----- Extracted material

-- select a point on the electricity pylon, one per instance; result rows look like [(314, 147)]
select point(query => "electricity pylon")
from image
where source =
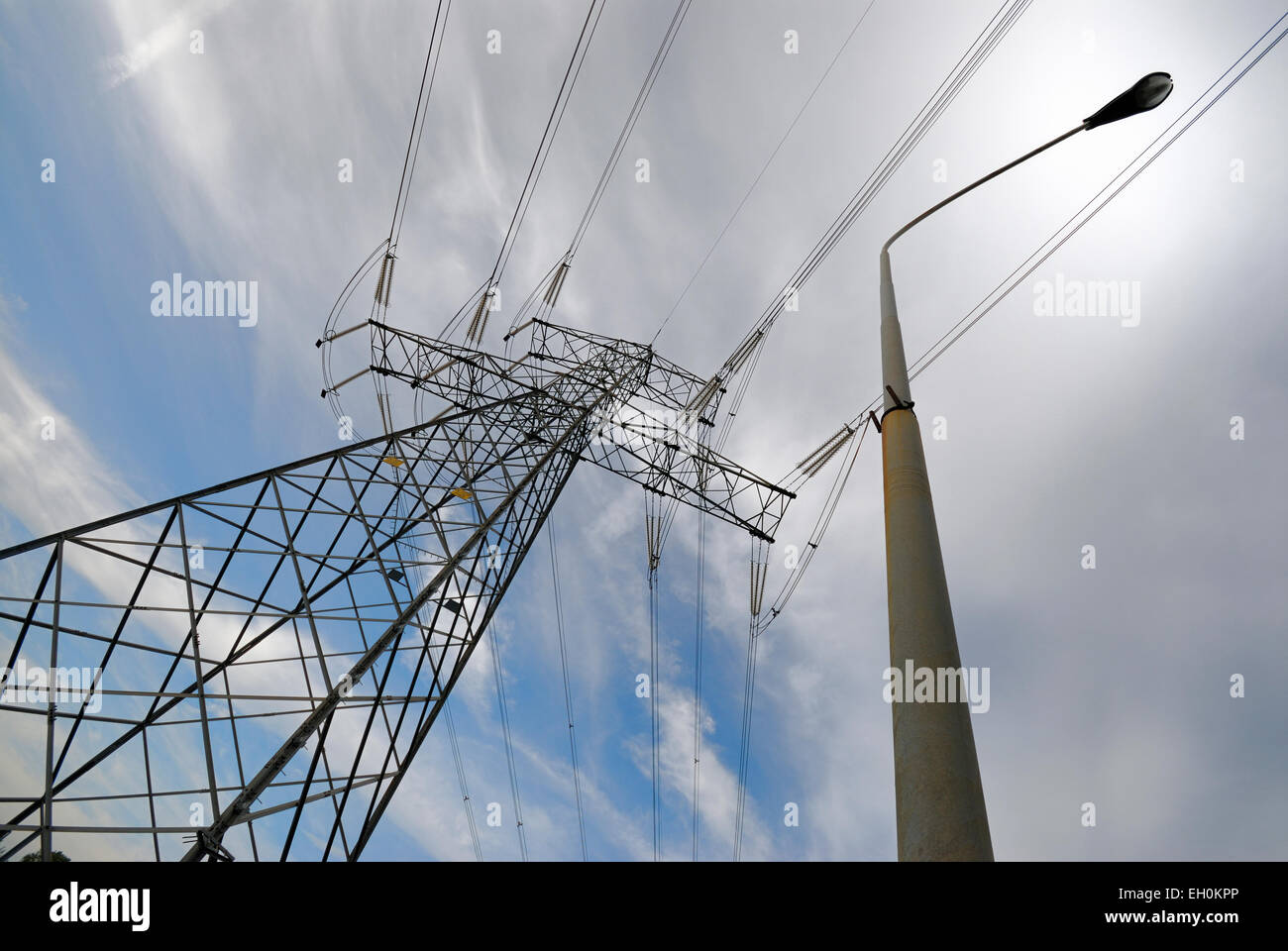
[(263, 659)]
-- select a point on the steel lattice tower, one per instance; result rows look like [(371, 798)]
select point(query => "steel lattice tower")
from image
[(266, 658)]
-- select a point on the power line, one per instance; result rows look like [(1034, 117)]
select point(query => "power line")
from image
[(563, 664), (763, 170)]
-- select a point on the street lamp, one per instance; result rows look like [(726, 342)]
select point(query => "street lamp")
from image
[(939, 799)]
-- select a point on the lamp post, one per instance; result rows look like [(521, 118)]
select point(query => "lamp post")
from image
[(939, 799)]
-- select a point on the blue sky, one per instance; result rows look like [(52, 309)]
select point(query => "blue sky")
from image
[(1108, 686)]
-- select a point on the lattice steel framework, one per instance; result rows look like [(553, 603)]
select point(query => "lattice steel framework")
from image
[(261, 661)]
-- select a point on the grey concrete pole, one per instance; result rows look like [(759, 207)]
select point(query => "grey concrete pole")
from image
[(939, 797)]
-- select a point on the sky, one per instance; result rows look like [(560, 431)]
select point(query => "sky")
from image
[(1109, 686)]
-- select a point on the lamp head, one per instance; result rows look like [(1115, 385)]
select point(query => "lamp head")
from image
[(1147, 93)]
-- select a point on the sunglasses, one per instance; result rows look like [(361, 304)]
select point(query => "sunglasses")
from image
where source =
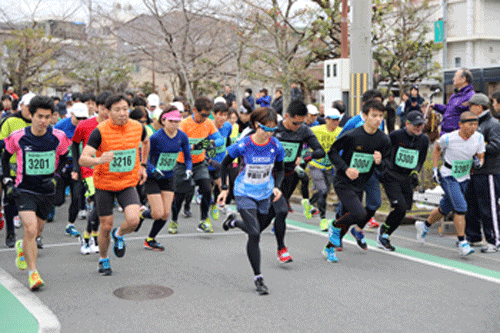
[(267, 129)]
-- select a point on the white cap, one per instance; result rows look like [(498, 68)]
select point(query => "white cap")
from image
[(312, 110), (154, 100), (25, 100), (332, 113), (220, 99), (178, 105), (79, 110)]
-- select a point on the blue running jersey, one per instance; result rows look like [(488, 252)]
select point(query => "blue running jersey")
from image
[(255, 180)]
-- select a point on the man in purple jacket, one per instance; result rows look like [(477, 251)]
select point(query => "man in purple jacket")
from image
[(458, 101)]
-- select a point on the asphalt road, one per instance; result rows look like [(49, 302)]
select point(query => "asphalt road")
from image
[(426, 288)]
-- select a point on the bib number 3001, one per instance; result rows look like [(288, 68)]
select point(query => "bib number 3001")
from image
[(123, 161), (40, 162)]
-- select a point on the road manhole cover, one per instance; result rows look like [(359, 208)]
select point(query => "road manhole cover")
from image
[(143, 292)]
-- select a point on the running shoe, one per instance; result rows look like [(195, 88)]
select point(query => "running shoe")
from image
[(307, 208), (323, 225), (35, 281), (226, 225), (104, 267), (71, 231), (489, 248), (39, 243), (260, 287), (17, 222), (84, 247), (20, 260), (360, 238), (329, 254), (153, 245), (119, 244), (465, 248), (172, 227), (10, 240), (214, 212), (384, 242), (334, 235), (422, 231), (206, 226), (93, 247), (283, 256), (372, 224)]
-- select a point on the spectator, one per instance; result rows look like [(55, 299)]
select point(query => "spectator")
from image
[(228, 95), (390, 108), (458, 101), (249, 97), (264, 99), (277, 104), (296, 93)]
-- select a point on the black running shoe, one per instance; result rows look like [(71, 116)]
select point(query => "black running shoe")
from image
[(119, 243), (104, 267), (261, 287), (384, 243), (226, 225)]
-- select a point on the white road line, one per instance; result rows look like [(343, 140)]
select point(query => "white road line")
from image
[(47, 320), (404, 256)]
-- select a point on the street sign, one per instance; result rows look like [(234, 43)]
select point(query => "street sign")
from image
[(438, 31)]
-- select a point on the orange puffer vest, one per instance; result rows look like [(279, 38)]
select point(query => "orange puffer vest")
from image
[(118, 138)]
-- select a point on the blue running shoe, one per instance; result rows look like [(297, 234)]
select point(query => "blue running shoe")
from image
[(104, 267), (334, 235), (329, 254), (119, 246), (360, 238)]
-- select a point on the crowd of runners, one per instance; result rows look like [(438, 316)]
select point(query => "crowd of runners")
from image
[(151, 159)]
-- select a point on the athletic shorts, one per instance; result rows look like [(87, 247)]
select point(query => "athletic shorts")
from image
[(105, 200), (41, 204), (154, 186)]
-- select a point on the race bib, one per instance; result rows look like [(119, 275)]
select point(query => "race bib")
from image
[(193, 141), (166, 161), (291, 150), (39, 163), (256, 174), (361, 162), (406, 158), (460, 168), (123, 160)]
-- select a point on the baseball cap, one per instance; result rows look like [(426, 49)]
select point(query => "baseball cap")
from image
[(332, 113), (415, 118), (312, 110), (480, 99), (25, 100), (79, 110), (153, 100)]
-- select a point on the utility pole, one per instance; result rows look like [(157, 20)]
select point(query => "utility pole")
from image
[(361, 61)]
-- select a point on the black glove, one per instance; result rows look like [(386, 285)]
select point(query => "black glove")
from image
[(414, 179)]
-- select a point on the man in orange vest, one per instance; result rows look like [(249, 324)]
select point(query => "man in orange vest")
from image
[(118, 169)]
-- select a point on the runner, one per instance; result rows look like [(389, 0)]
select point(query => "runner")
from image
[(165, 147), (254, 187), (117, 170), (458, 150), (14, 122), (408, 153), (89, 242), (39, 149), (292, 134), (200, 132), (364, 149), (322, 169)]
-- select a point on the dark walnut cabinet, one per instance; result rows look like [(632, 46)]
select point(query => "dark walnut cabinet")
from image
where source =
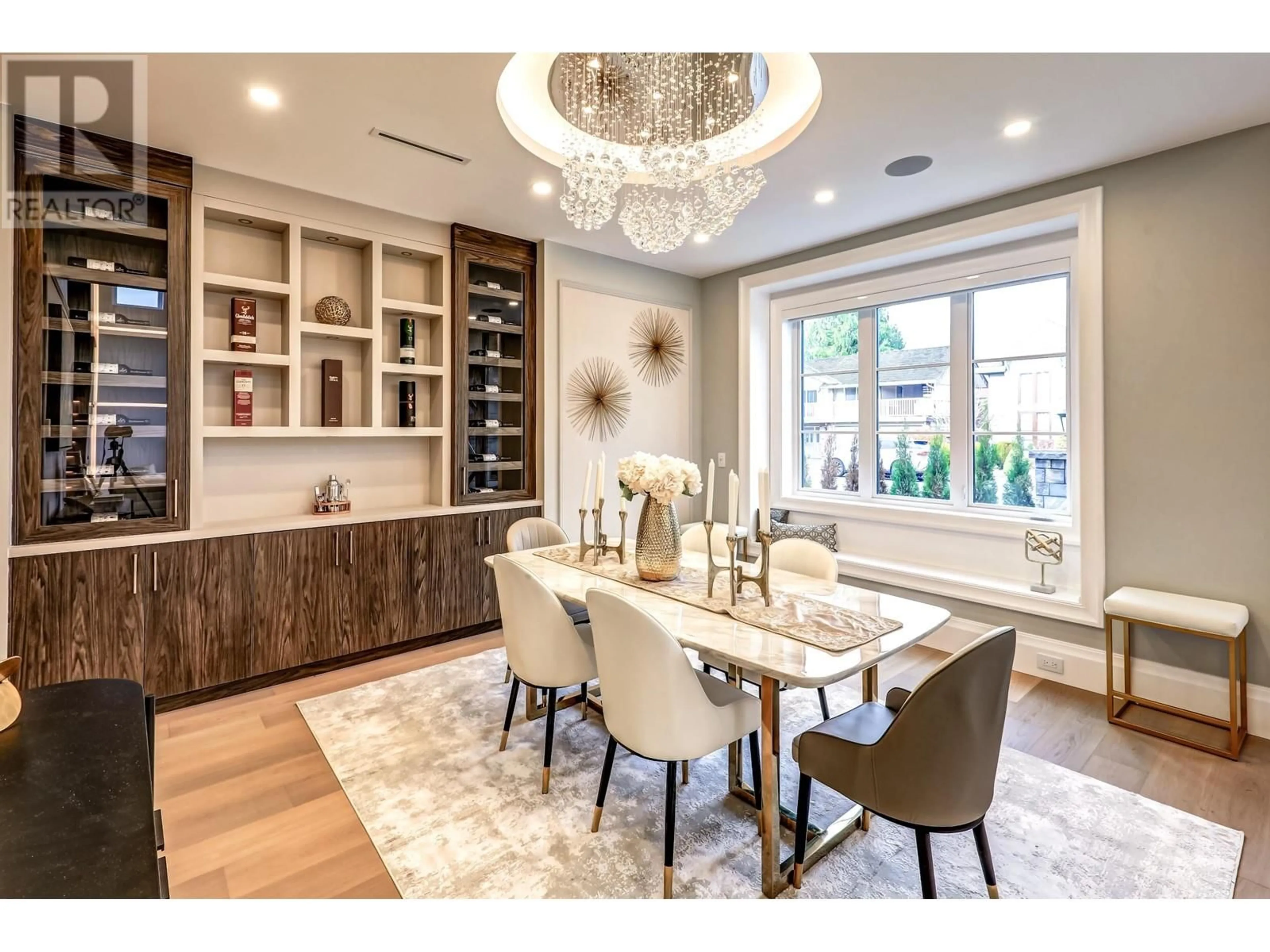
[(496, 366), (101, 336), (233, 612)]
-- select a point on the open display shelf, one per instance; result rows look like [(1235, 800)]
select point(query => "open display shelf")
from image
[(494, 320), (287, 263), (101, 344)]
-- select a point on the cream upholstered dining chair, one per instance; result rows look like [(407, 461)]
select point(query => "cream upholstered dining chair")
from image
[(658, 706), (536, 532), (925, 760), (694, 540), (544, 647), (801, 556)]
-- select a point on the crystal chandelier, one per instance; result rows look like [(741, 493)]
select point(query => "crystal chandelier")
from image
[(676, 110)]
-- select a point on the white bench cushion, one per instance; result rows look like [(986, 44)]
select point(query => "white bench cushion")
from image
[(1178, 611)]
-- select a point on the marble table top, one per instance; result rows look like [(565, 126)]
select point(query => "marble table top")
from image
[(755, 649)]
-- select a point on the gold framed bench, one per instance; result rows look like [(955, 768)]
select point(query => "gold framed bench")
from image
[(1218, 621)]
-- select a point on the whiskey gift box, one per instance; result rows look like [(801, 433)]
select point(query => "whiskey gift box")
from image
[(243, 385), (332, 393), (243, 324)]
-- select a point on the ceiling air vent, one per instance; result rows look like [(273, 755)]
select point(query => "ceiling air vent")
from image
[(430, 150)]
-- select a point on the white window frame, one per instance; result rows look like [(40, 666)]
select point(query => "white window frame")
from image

----------

• Stated task: Write out the lines above from the one containing "-- select a point on the open" through the last, exactly as they are.

• Response:
-- select a point on the open display shelf, one per instance; result rows look like [(1235, 800)]
select point(query => "open display shelf")
from image
[(494, 320), (287, 263), (101, 344)]
-- select a point on the cream upholstered dining chair, one per instance; result rows look like [(407, 461)]
select point(query => "cream upholstered dining chair")
from image
[(658, 706), (536, 532), (925, 760), (694, 540), (544, 647), (801, 556)]
-- select a point on the crystal chandelier, one per instance; result rows look like [(741, 493)]
select point(query => "crystal chandelier")
from image
[(676, 110)]
-- select a point on the white bench cushion, one per instance; result rows look like [(986, 44)]
select point(query => "white bench cushion")
from image
[(1178, 611)]
-- select a point on the marble table top, one per instance; result rows look like [(565, 126)]
select point(query => "marble table top")
from image
[(755, 649)]
-- select a point on the gold framed bench, one per instance; result rows look like [(955, 768)]
select point(query => "gold framed bench")
from image
[(1218, 621)]
-- select a point on the whiskey gift box, one per instance; result rows look like [(801, 433)]
select point(query => "whiskey gift box")
from image
[(243, 385), (332, 393), (243, 324)]
-- select a point on the ceiling air vent, one per instance; result rows look like [(273, 755)]
select point(query => "ceiling air vent")
from image
[(430, 150)]
-- select a point on the white window frame, one per instance; result rows look like [(40, 666)]
select point(query => "white window frame")
from image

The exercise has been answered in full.